# Exercise requirements
In this exercise, set down every entry that follows exactly as it appears.

[Dataset items]
++++
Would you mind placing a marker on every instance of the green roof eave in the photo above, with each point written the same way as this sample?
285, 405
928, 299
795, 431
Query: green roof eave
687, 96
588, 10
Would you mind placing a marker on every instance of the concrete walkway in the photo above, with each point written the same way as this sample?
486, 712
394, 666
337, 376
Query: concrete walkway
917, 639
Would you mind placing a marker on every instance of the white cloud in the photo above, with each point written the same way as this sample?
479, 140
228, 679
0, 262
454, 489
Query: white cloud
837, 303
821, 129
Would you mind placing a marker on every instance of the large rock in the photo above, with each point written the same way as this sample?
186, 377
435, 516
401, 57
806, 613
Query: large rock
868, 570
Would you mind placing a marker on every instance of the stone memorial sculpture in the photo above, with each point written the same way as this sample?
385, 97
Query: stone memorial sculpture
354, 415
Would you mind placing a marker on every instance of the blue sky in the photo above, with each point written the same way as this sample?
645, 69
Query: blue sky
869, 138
++++
# Written answer
Would you mind placing a marker on every instance of the green roof eave in the photo above, with each point written the same way as this sample?
285, 405
928, 299
795, 431
Query: green roof eave
687, 96
588, 10
Would you mind placing a marker on every instance of the concrete walkway in the photo above, with each point written the same way as this sample?
486, 712
394, 666
337, 376
Query: concrete walkway
917, 639
Would you mind placing a marker on every instance of the white cloud in the photo above, with each point written the same way as this sample?
479, 140
228, 679
0, 262
454, 489
Query: white cloud
837, 303
821, 129
Would you mind placing a marker on every instance of the large rock in the photo above, with each point written the same way as this sample?
186, 377
435, 516
401, 57
806, 613
Query: large rock
868, 570
Would you mind placing a marker on every instance of the stone memorial sculpture in the photo above, with each point written the same way as this sample?
385, 97
Query: stone memorial sculpture
354, 415
Would you mind placing a marker on every instance of the blue sky in the photo above, with each point written the same way as this sample?
645, 69
Query: blue sky
869, 138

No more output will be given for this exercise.